Dataset entries =>

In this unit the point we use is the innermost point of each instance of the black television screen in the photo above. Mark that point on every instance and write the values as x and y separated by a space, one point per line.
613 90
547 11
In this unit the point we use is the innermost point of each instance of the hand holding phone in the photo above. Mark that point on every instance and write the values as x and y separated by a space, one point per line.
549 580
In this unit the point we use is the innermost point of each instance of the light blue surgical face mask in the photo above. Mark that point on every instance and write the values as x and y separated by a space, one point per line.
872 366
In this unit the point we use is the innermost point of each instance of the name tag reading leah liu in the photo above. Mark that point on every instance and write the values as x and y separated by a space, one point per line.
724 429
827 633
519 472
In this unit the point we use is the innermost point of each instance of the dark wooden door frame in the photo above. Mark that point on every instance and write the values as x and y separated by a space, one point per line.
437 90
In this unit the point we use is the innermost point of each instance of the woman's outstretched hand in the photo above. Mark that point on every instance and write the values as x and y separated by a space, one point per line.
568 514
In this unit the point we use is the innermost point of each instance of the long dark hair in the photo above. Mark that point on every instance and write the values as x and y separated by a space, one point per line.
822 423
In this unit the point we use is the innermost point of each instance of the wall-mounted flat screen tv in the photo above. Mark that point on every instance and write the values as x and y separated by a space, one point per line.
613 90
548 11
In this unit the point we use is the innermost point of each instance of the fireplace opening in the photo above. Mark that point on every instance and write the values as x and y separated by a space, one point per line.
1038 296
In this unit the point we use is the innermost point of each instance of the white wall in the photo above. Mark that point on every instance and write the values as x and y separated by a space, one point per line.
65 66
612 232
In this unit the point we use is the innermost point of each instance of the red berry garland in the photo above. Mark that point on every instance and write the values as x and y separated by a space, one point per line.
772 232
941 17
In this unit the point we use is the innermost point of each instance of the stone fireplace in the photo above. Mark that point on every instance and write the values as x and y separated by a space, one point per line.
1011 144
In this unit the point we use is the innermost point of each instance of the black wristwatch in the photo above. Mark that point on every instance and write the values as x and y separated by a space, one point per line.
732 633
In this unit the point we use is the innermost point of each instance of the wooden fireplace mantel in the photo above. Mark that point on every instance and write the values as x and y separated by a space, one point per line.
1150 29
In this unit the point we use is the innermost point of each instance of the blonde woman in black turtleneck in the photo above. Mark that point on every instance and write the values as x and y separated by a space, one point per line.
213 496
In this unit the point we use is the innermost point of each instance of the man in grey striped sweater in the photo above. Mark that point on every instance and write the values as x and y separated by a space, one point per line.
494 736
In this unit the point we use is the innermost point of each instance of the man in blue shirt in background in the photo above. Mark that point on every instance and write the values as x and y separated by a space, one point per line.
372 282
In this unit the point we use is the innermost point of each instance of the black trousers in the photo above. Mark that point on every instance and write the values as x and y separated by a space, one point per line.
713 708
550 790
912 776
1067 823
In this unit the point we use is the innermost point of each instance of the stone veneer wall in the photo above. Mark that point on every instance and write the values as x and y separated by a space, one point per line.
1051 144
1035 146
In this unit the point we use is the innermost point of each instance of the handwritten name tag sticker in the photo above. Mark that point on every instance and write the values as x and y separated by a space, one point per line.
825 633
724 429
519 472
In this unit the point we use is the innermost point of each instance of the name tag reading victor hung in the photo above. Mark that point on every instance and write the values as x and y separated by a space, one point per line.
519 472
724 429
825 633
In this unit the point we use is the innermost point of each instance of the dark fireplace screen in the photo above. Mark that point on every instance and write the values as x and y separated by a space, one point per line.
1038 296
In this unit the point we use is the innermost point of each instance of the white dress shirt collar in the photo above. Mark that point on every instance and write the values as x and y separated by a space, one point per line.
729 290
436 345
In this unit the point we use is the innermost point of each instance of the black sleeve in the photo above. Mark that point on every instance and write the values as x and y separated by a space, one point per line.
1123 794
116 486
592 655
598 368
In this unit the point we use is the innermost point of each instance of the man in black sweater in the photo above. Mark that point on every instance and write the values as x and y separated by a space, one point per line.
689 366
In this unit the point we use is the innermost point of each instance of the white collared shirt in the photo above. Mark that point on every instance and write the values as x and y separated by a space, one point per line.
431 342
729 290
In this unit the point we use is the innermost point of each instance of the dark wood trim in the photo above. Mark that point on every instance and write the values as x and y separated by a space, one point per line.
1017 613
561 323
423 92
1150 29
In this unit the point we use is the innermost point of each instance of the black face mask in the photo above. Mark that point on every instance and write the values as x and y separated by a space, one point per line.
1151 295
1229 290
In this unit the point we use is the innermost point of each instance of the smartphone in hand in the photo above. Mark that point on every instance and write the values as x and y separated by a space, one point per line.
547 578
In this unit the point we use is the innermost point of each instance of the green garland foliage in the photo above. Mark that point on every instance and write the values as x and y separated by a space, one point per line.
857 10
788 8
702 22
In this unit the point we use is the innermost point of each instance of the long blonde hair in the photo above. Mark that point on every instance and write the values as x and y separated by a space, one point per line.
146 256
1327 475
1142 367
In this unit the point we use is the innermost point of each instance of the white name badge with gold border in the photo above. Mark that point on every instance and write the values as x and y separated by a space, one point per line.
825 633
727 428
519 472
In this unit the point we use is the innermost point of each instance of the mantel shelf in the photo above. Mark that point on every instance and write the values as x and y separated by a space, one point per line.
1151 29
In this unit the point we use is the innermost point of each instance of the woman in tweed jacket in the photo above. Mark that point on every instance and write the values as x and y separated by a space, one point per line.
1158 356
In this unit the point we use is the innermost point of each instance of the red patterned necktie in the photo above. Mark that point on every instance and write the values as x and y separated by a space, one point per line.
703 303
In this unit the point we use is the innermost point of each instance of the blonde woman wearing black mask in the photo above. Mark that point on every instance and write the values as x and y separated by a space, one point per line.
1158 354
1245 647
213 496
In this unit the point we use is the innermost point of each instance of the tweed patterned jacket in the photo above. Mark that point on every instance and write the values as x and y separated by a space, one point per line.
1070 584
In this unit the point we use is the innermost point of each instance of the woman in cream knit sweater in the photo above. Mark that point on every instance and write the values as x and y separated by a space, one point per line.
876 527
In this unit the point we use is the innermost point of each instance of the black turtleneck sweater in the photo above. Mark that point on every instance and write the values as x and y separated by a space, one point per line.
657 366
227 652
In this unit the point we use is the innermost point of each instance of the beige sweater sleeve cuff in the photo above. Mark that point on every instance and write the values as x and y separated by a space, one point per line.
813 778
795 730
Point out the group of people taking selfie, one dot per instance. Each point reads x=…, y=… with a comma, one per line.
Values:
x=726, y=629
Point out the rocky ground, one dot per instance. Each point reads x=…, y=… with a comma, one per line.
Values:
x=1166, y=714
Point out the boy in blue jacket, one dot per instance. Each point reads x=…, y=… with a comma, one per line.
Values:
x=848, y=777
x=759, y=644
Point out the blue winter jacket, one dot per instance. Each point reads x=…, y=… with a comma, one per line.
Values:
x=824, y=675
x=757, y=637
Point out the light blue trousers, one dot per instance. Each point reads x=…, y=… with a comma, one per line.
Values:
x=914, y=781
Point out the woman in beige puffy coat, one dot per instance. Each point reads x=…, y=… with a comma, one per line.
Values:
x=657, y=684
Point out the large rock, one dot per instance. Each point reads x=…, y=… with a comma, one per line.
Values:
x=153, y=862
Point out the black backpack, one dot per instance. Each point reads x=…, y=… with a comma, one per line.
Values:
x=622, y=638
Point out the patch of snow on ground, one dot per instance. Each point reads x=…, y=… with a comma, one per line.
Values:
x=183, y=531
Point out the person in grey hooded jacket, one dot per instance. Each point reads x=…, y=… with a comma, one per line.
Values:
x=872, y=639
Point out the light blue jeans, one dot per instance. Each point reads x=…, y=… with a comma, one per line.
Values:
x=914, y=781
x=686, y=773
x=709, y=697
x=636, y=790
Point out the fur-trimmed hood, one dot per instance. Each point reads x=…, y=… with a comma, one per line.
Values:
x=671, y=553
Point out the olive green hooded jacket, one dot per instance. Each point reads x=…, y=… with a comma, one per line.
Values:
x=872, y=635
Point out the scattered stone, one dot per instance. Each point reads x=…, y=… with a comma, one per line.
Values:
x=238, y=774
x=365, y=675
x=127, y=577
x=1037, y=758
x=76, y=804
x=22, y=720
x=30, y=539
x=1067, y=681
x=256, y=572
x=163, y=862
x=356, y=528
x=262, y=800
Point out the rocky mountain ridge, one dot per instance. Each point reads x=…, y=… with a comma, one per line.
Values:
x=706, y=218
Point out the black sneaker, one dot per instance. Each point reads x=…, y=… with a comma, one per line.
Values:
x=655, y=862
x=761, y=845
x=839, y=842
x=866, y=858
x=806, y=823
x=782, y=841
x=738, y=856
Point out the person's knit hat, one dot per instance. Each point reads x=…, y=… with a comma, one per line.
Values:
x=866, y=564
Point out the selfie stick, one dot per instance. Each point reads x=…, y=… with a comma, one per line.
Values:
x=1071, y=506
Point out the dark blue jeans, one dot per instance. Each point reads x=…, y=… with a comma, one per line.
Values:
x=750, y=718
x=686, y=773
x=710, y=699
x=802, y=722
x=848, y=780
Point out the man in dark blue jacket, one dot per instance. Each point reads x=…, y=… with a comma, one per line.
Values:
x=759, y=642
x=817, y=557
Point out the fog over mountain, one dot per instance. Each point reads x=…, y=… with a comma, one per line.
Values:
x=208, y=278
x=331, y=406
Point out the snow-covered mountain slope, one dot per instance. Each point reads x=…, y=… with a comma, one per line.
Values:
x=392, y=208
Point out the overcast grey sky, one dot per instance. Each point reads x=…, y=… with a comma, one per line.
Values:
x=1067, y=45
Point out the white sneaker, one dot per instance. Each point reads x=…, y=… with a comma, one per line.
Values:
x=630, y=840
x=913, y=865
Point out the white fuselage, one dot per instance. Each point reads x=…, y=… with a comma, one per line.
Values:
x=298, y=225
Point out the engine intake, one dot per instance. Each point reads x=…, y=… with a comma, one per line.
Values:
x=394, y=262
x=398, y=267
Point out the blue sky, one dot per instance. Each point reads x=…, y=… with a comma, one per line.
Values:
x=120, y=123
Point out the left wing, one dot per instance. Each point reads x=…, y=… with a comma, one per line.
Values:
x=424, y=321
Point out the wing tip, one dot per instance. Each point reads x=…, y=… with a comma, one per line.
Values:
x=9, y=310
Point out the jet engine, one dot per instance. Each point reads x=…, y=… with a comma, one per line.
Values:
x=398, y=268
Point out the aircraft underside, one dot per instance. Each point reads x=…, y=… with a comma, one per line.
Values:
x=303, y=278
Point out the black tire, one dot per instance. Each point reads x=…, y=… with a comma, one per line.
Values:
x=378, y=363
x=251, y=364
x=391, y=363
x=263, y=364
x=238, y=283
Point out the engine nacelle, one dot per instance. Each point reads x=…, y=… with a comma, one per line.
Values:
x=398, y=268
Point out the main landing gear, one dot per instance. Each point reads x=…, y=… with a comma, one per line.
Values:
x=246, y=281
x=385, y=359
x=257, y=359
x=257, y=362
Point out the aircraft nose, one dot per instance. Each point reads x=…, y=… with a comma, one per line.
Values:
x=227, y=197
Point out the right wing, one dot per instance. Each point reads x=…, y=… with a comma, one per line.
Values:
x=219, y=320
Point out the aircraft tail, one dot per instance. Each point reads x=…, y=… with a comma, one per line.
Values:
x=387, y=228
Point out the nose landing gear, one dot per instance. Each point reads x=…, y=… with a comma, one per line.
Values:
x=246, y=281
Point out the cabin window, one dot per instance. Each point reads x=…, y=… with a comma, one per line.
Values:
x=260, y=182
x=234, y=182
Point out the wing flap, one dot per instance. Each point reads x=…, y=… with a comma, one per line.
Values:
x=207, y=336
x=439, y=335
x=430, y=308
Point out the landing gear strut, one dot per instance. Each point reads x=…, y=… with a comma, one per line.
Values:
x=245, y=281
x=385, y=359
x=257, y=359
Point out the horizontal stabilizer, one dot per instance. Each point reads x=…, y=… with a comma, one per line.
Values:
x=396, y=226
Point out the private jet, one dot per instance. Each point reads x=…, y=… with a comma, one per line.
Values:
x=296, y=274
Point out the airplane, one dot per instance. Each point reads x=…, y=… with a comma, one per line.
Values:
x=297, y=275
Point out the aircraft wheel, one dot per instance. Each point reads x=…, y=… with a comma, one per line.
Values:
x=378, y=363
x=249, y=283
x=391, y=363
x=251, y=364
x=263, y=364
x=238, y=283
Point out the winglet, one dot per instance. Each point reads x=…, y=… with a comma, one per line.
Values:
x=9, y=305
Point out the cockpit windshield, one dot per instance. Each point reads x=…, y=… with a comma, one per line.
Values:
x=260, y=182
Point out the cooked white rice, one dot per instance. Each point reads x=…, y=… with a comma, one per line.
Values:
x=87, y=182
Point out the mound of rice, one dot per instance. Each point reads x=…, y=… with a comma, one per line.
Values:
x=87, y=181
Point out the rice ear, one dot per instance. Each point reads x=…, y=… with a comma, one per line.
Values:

Task statement => Please reproduce the rows word for word, from the line containing "Point out the black backpack, one" down to the line containing "x=872, y=635", with both of those lines included.

Exercise answer =>
Point out the black backpack, one dot per instance. Each point reads x=…, y=… with a comma, one per line.
Values:
x=622, y=638
Point out the patch of snow on ground, one dot per instance. Each point reads x=…, y=… with a comma, one per line.
Values:
x=183, y=531
Point out the person in grey hooded jacket, one dot per instance. Each point reads x=…, y=… with a comma, one per line.
Values:
x=872, y=639
Point out the light blue jeans, one dot per instance. Each point reads x=…, y=… with a comma, one per line.
Values:
x=914, y=781
x=686, y=773
x=709, y=697
x=636, y=790
Point out the fur-trimmed hood, one dot per instance. Each point reads x=…, y=… with a comma, one per line.
Values:
x=671, y=553
Point out the olive green hooded jacket, one dot per instance. Each point reads x=…, y=… with a comma, one per line.
Values:
x=872, y=635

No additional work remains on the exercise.